#### The problem
Find the line that contains "the man's ear?", then repeat it and each line after it to the end of the records, exactly.

Referring expression pointing data:
------------

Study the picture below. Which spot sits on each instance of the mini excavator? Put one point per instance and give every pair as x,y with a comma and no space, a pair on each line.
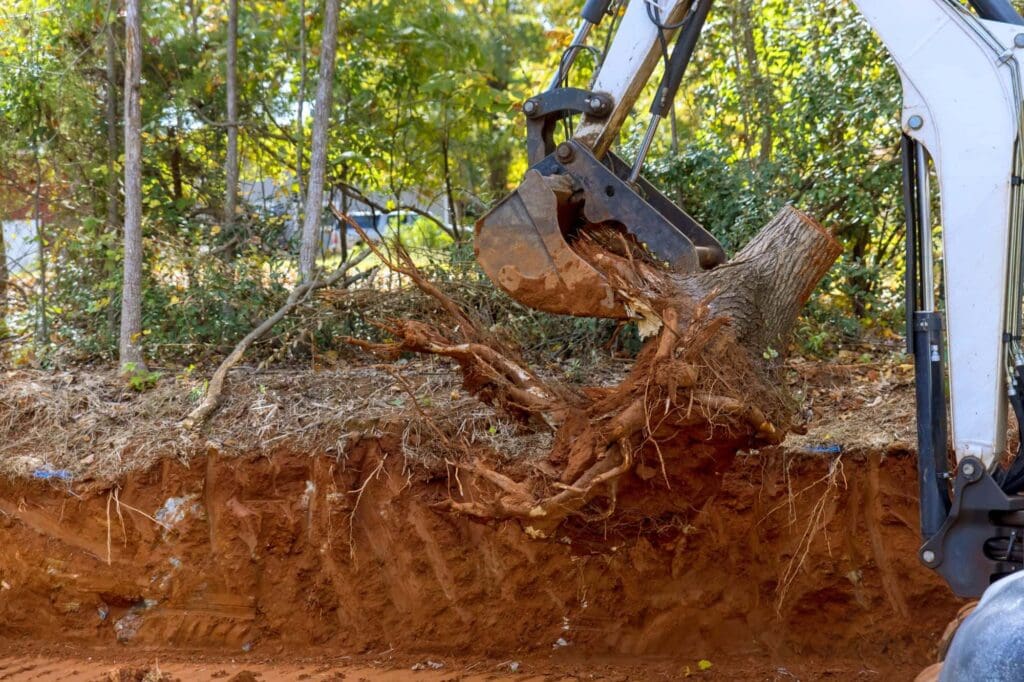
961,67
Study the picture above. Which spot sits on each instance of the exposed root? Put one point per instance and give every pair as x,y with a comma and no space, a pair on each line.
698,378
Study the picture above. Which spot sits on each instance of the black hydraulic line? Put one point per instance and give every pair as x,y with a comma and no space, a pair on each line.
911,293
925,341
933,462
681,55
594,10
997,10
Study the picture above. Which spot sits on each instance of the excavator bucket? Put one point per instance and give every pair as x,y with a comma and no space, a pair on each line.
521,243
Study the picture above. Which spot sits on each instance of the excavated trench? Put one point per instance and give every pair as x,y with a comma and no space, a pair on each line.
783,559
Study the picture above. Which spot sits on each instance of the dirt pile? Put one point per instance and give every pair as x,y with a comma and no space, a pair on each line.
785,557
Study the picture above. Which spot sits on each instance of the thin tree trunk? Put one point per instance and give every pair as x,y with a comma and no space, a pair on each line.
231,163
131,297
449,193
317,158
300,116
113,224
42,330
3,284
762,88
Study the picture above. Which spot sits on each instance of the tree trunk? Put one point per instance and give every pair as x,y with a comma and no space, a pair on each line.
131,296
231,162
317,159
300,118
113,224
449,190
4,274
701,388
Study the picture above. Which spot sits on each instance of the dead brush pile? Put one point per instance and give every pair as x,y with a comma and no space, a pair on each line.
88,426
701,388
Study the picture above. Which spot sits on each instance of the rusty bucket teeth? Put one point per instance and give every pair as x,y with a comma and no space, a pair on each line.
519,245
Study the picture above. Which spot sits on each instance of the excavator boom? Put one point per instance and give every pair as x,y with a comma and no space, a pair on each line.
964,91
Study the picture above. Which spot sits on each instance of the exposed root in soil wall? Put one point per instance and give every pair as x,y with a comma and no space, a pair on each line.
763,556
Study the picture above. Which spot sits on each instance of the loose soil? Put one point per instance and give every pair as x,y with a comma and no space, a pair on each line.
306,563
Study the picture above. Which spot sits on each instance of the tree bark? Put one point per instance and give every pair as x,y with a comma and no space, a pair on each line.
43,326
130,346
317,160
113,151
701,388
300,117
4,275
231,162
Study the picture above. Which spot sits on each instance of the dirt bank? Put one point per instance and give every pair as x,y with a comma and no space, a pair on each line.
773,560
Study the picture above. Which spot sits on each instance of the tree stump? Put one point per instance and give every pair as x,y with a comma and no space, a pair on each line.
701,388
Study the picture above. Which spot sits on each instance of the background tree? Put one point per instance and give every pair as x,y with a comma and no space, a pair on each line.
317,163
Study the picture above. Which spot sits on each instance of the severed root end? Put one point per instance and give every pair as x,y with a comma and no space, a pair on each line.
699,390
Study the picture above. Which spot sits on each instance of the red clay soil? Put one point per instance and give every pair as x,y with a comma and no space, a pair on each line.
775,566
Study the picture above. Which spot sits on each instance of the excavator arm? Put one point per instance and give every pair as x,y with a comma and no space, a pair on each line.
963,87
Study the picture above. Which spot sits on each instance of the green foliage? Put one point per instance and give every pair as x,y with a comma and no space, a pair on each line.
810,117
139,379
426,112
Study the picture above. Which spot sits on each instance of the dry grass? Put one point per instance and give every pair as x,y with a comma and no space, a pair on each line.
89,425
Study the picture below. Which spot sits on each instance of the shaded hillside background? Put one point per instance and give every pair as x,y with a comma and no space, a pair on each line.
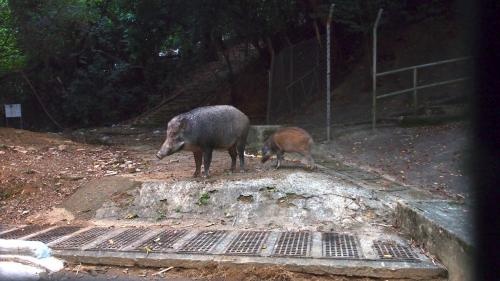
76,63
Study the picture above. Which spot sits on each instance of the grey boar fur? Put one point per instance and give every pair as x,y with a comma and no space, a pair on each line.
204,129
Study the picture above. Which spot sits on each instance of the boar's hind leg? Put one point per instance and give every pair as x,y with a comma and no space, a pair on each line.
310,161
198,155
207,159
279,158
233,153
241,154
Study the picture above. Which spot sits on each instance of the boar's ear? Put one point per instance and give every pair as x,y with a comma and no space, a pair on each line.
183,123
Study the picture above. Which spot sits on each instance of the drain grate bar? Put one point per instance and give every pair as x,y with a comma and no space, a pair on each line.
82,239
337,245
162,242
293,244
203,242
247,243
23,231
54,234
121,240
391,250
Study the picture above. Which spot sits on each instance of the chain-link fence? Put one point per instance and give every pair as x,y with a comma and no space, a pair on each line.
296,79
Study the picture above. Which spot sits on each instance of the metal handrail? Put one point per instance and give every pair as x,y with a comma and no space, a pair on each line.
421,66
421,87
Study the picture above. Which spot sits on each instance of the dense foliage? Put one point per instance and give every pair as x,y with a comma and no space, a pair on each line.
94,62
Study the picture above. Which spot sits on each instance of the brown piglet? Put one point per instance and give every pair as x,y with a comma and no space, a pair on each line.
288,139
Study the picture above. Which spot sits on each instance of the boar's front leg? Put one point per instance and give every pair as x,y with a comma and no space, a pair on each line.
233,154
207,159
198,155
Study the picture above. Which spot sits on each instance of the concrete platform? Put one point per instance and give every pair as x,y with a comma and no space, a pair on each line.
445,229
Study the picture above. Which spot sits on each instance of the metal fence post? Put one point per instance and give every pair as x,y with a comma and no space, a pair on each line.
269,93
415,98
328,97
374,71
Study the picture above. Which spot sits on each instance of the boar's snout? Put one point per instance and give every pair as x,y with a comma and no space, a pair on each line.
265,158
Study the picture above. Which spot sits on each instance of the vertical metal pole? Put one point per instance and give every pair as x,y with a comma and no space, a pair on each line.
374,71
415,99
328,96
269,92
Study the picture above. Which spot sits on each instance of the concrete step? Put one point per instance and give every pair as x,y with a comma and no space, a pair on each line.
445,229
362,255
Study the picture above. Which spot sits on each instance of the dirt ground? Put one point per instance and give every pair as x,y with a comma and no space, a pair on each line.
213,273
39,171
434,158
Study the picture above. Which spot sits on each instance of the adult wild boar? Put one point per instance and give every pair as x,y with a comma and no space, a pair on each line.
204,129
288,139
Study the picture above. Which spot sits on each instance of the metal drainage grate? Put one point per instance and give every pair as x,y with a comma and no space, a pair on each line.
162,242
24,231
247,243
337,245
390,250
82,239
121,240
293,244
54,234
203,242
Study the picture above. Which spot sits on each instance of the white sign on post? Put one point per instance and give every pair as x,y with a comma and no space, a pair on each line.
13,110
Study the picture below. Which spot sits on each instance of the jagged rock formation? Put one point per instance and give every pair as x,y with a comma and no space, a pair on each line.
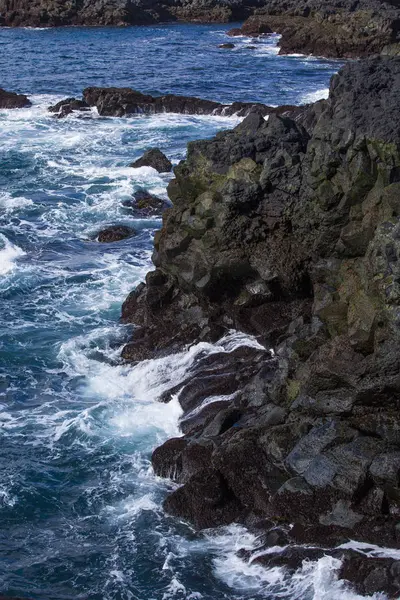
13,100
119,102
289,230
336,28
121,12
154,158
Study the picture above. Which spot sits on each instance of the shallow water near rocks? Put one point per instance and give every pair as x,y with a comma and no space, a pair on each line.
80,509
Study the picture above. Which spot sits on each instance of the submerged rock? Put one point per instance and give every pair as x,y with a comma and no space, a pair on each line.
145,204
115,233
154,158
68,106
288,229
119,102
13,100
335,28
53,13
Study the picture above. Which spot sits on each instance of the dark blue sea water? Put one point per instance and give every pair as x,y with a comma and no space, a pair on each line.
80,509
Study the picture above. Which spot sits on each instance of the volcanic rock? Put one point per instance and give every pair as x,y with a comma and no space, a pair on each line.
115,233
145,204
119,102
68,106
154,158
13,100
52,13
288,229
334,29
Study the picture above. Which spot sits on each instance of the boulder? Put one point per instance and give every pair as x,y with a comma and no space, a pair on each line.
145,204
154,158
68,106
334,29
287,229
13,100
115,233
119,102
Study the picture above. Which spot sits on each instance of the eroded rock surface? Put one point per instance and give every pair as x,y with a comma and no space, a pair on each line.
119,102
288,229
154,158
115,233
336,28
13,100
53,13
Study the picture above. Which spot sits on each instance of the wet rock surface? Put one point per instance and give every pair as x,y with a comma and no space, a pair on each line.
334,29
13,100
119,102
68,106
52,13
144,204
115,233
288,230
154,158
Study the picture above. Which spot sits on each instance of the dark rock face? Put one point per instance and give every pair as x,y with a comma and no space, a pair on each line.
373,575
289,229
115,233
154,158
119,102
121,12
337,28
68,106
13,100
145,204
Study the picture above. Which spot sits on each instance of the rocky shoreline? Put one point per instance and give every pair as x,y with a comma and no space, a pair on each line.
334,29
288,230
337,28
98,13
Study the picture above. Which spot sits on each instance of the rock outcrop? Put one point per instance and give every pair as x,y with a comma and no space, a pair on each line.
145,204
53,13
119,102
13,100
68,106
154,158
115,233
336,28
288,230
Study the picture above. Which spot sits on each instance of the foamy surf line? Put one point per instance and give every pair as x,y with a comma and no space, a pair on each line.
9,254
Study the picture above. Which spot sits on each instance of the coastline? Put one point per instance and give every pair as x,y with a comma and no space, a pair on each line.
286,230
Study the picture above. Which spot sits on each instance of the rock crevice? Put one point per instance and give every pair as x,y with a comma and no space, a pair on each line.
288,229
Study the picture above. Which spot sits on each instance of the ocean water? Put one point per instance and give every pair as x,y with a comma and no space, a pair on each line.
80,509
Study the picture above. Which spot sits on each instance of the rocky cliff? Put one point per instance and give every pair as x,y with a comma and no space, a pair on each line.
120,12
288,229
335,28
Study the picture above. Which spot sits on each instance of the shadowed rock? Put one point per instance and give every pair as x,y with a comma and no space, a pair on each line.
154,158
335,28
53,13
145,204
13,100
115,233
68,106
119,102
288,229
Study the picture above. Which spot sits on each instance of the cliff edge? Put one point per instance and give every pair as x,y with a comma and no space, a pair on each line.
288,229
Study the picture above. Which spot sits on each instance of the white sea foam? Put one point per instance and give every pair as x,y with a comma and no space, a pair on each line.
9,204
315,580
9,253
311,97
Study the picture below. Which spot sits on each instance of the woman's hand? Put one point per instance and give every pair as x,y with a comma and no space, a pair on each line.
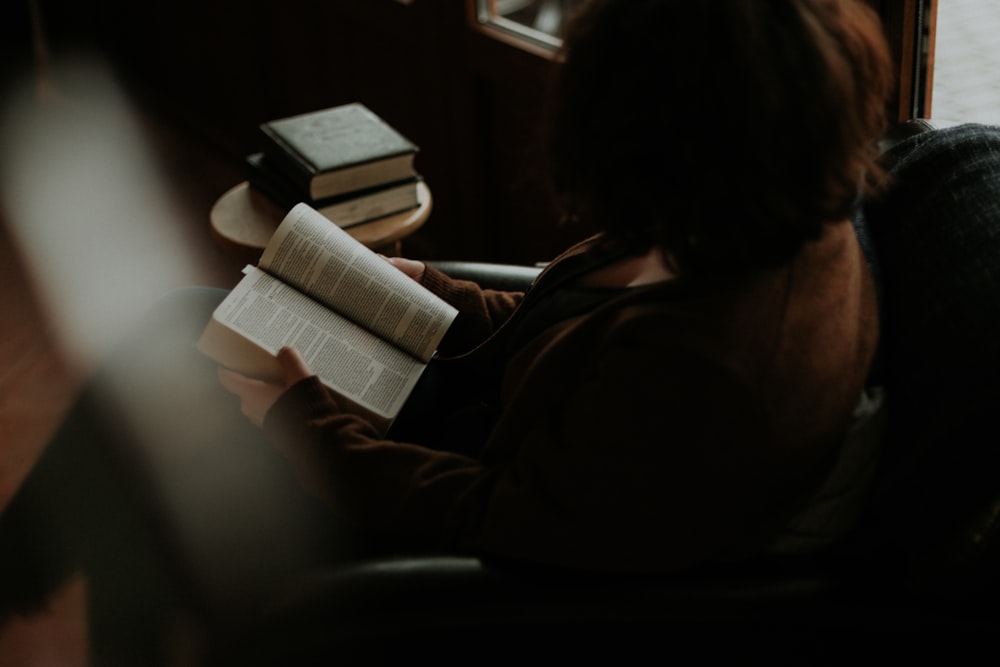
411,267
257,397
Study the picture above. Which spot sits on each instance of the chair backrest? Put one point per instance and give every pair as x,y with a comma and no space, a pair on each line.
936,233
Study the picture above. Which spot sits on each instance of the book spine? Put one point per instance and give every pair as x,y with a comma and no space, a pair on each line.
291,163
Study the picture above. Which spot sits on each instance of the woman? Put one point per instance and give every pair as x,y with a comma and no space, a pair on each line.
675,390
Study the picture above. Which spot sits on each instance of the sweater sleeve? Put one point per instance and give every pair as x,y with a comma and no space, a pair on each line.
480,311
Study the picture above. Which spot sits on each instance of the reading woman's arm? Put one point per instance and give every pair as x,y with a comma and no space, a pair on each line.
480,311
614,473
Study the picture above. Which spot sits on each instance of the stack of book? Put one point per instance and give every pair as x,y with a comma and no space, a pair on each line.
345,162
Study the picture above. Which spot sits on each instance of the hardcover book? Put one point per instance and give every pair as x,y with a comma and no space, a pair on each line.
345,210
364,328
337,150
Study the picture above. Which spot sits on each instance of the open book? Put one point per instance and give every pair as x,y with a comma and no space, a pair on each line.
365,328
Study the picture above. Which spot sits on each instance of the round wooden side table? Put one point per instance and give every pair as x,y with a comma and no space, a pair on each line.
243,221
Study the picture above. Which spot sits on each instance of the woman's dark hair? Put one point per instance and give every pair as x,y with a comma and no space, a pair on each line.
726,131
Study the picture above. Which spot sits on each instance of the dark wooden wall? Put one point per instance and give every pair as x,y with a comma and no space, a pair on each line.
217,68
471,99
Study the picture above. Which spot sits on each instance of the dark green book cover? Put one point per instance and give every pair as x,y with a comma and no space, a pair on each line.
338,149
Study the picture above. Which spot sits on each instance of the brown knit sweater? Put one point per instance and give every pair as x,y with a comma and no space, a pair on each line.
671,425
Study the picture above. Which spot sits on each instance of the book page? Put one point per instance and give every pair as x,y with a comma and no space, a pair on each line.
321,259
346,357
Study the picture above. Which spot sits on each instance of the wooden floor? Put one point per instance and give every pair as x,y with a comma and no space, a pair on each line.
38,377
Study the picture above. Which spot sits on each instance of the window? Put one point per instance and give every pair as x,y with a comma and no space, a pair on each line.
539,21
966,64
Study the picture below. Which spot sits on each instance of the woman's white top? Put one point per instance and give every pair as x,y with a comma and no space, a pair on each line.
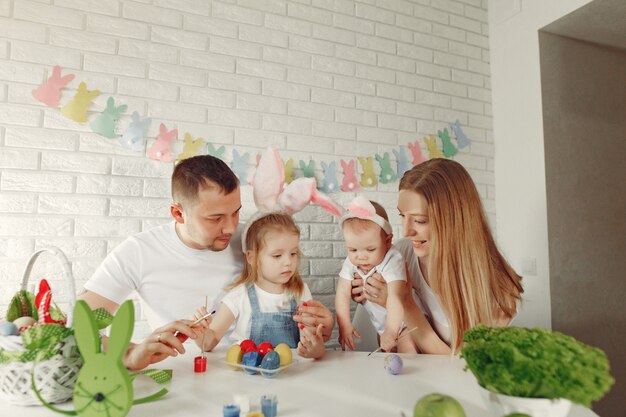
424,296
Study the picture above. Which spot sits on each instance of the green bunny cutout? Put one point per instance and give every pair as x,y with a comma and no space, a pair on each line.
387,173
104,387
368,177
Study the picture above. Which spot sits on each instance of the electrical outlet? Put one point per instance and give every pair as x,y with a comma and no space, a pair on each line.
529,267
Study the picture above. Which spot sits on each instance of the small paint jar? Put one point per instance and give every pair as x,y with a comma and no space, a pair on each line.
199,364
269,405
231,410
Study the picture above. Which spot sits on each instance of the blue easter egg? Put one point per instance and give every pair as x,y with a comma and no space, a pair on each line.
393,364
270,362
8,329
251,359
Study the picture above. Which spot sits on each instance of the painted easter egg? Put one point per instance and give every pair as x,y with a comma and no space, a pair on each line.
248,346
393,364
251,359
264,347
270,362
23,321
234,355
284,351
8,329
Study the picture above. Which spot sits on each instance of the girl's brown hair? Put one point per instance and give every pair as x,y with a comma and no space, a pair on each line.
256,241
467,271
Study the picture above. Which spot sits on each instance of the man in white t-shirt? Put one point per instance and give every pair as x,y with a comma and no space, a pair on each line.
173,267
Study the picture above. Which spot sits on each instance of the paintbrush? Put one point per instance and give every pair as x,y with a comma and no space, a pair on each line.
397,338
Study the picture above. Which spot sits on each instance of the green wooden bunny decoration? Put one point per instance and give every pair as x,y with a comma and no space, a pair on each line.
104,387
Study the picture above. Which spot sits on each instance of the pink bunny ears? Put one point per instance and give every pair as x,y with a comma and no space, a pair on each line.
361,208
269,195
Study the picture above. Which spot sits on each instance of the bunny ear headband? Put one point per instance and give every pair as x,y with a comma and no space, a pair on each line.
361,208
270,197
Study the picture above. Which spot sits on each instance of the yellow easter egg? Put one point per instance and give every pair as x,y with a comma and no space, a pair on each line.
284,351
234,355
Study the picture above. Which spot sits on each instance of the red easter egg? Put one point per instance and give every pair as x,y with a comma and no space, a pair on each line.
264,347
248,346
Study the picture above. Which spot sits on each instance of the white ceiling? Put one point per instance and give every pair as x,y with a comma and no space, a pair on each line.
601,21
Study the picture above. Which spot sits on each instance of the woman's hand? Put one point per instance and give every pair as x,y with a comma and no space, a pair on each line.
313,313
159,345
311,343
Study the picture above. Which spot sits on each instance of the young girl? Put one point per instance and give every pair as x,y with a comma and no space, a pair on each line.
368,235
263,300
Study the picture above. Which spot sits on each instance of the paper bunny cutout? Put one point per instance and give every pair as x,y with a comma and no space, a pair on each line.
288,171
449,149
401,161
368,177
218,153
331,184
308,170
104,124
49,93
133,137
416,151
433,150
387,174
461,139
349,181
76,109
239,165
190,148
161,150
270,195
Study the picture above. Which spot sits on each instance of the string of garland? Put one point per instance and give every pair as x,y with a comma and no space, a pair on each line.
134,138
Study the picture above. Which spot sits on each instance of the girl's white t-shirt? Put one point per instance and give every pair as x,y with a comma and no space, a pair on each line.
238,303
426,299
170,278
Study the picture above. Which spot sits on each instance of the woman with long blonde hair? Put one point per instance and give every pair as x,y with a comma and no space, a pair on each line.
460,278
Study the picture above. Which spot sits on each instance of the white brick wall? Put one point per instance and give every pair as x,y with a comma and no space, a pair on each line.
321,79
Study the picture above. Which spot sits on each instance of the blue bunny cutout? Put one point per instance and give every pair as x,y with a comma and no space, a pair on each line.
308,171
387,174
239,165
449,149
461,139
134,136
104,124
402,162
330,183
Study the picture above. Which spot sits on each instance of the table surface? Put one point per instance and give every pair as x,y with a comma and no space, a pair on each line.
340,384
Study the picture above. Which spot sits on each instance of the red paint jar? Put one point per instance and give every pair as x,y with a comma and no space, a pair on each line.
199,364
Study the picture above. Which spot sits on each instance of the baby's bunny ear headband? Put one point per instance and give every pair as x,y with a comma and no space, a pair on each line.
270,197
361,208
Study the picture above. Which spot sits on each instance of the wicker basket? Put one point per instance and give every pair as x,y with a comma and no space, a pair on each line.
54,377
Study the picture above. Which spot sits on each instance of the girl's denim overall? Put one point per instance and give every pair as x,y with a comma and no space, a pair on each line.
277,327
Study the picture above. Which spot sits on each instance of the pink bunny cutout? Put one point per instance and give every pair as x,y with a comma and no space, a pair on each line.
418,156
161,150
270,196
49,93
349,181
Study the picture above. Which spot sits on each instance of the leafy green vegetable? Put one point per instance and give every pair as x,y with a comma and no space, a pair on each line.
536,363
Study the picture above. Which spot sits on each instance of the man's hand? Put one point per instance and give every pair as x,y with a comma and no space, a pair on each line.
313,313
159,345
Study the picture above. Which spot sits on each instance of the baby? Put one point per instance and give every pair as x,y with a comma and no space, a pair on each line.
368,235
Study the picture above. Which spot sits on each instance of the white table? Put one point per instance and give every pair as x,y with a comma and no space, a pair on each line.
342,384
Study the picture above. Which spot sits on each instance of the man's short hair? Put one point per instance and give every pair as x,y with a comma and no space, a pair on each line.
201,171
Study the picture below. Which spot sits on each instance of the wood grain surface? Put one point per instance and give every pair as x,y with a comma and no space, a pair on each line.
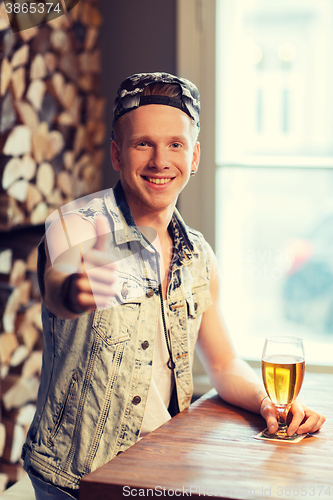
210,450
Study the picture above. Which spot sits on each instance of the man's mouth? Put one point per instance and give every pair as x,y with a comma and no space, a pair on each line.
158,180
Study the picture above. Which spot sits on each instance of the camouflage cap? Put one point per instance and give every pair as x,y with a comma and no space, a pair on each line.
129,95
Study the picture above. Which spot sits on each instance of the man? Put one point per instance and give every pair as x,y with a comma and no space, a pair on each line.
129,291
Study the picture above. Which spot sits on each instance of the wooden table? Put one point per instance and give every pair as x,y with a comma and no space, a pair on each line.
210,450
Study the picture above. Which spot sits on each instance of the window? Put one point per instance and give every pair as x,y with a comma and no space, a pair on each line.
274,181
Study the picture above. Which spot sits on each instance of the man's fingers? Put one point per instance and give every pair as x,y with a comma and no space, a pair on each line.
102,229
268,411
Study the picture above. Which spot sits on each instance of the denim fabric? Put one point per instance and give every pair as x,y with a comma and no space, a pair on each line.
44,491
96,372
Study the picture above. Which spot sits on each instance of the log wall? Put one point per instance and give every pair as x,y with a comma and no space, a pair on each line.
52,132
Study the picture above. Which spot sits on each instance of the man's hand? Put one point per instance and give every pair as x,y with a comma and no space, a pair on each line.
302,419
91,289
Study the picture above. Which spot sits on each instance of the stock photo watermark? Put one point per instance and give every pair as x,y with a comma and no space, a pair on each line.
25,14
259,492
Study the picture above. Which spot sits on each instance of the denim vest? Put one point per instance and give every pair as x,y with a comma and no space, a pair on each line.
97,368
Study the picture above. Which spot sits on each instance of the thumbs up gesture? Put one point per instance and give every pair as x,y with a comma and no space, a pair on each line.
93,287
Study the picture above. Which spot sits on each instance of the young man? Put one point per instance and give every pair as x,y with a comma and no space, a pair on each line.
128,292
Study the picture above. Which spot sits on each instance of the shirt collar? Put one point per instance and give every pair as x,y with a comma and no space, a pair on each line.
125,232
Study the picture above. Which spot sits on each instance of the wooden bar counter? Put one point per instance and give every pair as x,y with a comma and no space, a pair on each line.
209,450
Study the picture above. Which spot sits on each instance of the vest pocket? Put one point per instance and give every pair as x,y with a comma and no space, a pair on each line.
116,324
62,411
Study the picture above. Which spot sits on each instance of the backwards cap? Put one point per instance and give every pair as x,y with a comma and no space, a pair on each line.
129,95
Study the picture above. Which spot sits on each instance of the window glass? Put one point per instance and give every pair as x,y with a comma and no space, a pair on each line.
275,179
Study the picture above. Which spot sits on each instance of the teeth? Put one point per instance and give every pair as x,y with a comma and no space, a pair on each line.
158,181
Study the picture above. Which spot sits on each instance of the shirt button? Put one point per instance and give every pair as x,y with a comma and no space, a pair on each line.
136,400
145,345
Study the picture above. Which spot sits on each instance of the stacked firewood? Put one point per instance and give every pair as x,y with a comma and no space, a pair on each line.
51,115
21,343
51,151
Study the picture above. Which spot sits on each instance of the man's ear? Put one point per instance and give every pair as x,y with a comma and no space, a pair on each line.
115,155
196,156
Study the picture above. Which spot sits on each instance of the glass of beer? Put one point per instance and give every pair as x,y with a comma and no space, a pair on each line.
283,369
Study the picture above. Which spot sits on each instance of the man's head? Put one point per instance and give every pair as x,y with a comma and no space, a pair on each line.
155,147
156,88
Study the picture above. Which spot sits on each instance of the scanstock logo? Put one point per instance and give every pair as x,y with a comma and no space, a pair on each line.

------------

#### Response to this task
Study the picture above. Which spot sits on each instance of the man's ear? Put one point per instance and give every pair as x,y with a comma and no space, a pair on each line.
115,155
196,156
Study the picture above. Which spot sits on each instance of the glass of beer? Put one point per instance and give every pair as x,y with a comma and no space, a pair on each line.
283,369
Study the picture above. Which spot sits on each instance of the man's head? Put one point per instance and give every pair as x,y with a comma and no space, a pair on each line.
155,147
156,88
Study the picture above. Which spot sits on each instance of the scanstock logo? Put one point per instance and give every pair as x,y with a comma and no space, a pair on each line.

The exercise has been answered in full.